-- START Data supplied --

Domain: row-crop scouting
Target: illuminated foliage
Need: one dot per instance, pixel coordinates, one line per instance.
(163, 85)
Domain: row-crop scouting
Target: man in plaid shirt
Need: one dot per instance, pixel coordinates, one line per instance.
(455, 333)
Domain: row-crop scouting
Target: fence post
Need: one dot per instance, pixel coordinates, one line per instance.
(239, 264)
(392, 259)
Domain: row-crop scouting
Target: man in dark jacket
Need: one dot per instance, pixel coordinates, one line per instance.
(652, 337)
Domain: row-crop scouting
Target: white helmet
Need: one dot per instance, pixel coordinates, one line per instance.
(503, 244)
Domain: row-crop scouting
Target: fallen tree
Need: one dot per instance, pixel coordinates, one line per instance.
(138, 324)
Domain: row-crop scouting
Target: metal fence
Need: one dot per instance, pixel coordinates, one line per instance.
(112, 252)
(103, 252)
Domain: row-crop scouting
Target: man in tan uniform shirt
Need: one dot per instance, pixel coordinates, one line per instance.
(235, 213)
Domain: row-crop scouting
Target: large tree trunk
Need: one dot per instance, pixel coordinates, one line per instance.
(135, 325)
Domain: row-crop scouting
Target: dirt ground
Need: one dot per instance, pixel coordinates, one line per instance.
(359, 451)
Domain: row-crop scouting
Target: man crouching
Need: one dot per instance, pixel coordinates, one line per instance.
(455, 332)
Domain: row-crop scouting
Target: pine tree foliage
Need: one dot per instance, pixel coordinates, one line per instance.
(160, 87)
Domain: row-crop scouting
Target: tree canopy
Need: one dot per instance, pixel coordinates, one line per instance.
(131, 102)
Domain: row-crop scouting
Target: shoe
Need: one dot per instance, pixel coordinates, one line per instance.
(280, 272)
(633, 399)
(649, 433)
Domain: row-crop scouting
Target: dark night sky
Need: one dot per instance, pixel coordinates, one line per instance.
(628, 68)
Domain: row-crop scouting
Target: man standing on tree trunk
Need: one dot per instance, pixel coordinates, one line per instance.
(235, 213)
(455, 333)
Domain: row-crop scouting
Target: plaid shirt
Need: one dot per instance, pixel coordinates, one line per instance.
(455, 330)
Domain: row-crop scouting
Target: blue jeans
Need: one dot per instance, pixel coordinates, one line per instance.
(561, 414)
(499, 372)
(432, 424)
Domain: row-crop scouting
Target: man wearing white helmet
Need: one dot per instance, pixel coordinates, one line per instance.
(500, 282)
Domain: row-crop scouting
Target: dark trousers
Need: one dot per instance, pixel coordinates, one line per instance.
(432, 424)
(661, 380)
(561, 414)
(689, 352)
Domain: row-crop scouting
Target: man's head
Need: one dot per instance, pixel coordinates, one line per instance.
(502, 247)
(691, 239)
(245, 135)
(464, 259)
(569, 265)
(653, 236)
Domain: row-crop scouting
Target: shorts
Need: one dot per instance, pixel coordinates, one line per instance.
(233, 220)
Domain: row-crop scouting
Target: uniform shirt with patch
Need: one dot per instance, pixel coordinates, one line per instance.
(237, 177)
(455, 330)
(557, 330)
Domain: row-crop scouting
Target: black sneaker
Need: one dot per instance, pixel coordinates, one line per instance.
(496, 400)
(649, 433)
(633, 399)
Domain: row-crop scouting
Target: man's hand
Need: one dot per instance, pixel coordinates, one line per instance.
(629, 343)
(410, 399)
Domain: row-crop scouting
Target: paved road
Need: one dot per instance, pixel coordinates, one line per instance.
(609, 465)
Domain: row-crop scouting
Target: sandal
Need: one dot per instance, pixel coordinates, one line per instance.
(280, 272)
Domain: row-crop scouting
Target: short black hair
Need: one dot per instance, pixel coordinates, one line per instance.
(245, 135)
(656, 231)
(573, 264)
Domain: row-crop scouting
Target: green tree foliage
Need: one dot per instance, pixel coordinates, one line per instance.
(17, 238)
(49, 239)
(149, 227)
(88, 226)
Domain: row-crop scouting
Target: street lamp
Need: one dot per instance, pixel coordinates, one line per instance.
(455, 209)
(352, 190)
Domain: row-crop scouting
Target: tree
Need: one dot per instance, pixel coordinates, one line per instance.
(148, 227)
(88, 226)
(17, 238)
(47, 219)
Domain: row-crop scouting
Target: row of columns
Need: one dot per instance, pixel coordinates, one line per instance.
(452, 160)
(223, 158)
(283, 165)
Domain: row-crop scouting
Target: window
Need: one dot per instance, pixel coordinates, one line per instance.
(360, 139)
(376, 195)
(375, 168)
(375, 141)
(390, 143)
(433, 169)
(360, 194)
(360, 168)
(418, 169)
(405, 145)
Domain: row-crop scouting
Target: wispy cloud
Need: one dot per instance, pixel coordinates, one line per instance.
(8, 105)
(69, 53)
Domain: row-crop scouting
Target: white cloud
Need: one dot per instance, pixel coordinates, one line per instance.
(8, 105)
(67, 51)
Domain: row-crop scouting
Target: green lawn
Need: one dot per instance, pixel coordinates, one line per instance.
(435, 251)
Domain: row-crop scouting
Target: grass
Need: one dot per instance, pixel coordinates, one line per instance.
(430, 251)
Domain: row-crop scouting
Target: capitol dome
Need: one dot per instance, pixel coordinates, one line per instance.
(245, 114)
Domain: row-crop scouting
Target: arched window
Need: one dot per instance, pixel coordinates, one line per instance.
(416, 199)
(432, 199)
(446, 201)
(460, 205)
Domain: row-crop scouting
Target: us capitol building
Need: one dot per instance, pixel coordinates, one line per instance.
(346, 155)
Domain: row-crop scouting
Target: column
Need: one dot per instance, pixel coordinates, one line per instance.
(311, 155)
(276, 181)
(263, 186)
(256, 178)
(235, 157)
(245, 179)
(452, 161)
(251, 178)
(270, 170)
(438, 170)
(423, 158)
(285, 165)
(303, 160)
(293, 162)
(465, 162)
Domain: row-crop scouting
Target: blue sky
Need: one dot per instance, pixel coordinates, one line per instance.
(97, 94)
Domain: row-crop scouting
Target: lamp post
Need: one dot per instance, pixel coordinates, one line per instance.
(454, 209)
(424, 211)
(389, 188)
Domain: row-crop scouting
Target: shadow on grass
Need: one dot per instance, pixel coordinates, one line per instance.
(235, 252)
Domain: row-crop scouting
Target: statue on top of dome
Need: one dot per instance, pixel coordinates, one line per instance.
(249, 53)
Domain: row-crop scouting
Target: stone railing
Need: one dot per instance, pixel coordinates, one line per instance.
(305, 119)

-- END Data supplied --

→ Task statement:
Every entry should be output exactly as written, please.

→ Solution to this problem:
Domain: row-crop scouting
Target: illuminated foliage
Need: one dot per instance, pixel coordinates, one line per instance.
(163, 85)
Domain: row-crop scouting
Target: man in plaid shirt
Need: one dot per instance, pixel coordinates, one line per instance.
(455, 333)
Domain: row-crop scouting
Target: fence post
Need: one dot per instance, pixel coordinates, one line per instance.
(239, 264)
(392, 259)
Domain: row-crop scouting
Target: man in dark jacket
Need: one dot per instance, pixel coordinates, one line per instance.
(652, 337)
Domain: row-crop scouting
Target: white helmet
Need: one dot per instance, pixel coordinates, one line per instance.
(503, 244)
Domain: row-crop scouting
Target: fallen tree
Need: one dot per instance, pixel coordinates, one line per instance.
(138, 324)
Domain: row-crop scouting
Target: metal fence
Need: one dot per instance, pixel coordinates, one line per instance.
(112, 252)
(103, 252)
Domain: row-crop scouting
Target: man in tan uniform shirt
Need: one dot per instance, pixel coordinates, one line per instance.
(235, 213)
Domain: row-crop scouting
Target: large tree trunk
Need: one dot per instance, pixel coordinates, one line per instance.
(135, 325)
Domain: row-crop scouting
Target: dirt ground
Need: one dot per instance, pixel coordinates, one line per instance.
(359, 451)
Domain: row-crop scouting
Target: man crouching
Need: one dot per instance, pixel coordinates, one line per instance.
(455, 332)
Domain: row-crop scouting
Target: pine tree foliage
Need: one dot per instance, pixel coordinates, one line per instance.
(160, 87)
Domain: row-crop scouting
Target: tree canopy
Need: one dot per instance, pixel coordinates, one line per instance.
(131, 102)
Domain: row-crop scouting
Target: shoe
Need: one dot per instance, pixel coordinates, one line per instance.
(280, 272)
(633, 399)
(649, 433)
Domain: row-crop scouting
Target: dark night sky
Need: one dot per instance, pixel coordinates, one line per instance.
(628, 68)
Domain: row-crop scouting
Target: man standing on tree trunk
Need: one dot per instance, pixel coordinates, one line per instance.
(235, 213)
(455, 333)
Domain: row-crop scouting
Target: plaid shirt
Need: one dot per instance, pixel coordinates, one line per instance.
(455, 330)
Domain: row-crop scouting
Target: blue jeans
Need: one dot per instance, pixel coordinates, one line per instance.
(561, 414)
(499, 372)
(432, 424)
Domain: row-crop scouting
Target: man wearing white helmet
Need: one dot per instance, pixel coordinates, one line per instance.
(500, 282)
Domain: row-crop scouting
Target: dark trousers
Need: one dot per instance, pixel coordinates, one line per instance.
(432, 424)
(661, 380)
(561, 414)
(689, 352)
Domain: row-crop scouting
Target: man's head
Need: one dot per instance, pixel coordinates, one line per instance.
(502, 247)
(691, 239)
(245, 135)
(464, 259)
(569, 265)
(653, 236)
Domain: row-crop scouting
Target: shorts
Need: one dot per instance, pixel coordinates, one line per instance.
(233, 220)
Domain: row-crop scouting
Target: uniform shirt with patch
Need: one dot per instance, pixel coordinates, one line per instance.
(237, 177)
(455, 330)
(557, 330)
Domain: row-crop scouting
Target: black sneaker
Need: one dot per instance, pixel coordinates, one line per instance.
(496, 400)
(649, 433)
(633, 399)
Domain: row-crop scouting
Target: man's hand
Need: one dot per instance, pixel coordinates, one line per instance.
(629, 343)
(410, 399)
Domain: row-crop scouting
Target: paved road
Need: one dot per instance, pixel coordinates, one line per instance.
(609, 465)
Domain: row-crop scouting
Target: sandal
Need: one dot per instance, pixel coordinates, one line per instance.
(280, 272)
Domain: row-crop scouting
Target: short black hair
Need: one dot per instance, pixel coordinates, one line per instance.
(245, 135)
(656, 231)
(573, 264)
Domain: row-crop scouting
Target: green tree foliage
Need: one dot per instance, pixel coordinates, one line per instance.
(17, 238)
(49, 239)
(149, 227)
(88, 226)
Domain: row-crop scouting
Target: street lamp
Need: one dot per instance, pixel coordinates, one line per instance.
(455, 209)
(352, 190)
Domain: row-crop scouting
Target: tree
Need: one dot per instance, pixel coordinates, one line per instance.
(148, 227)
(88, 226)
(17, 238)
(47, 219)
Domain: row-crop scouting
Target: row of columns
Need: one dot per instance, pixel coordinates, one line per instance.
(452, 160)
(223, 158)
(283, 165)
Domain: row-crop scouting
Target: window
Need: one dot per instance, pixel coordinates, one line per instance.
(360, 139)
(376, 195)
(375, 168)
(375, 141)
(390, 143)
(433, 169)
(360, 194)
(360, 168)
(418, 169)
(405, 145)
Domain: row-crop scouting
Target: wispy cloud
Need: one dot per instance, pixel coordinates, one line per instance.
(8, 105)
(69, 53)
Domain: row-crop scouting
Target: white cloud
Need: one dot per instance, pixel coordinates, one line per instance.
(8, 105)
(67, 51)
Domain: row-crop scouting
Target: green lawn
Need: one dot per instance, pixel coordinates, one line per instance.
(435, 251)
Domain: row-crop scouting
Target: grass
Need: one dot per instance, pixel coordinates, one line per instance.
(430, 251)
Domain: row-crop scouting
Target: capitol dome
Need: one dot per instance, pixel coordinates, one line per instance.
(245, 114)
Domain: row-crop scouting
Target: arched window
Need: one dot per instance, pixel coordinates, one line per instance.
(416, 199)
(432, 199)
(446, 201)
(460, 205)
Domain: row-crop scouting
Target: us capitol building
Need: one dot per instance, pixel coordinates, one line per instance.
(346, 155)
Domain: row-crop scouting
Target: column
Need: one dot per instance, pixel coordinates, one line per instance.
(311, 155)
(276, 181)
(263, 186)
(256, 178)
(235, 157)
(245, 179)
(452, 161)
(251, 178)
(270, 170)
(438, 170)
(423, 158)
(285, 165)
(303, 160)
(293, 162)
(465, 162)
Domain: row-crop scouting
Target: blue sky
Need: one dot per instance, pixel coordinates, one line per instance.
(97, 94)
Domain: row-crop scouting
Target: lamp post
Need: one dot per instance, pixel coordinates, one line per instance.
(454, 209)
(424, 211)
(389, 188)
Domain: row-crop scouting
Target: shadow on grass
Need: one dot per instance, pixel coordinates, one line per instance.
(235, 252)
Domain: row-crop scouting
Target: statue on top of dome
Need: one dot per instance, pixel coordinates, one line per instance.
(249, 53)
Domain: row-crop scouting
Target: stone railing
Need: one dot per instance, pixel coordinates, one line per instance.
(305, 119)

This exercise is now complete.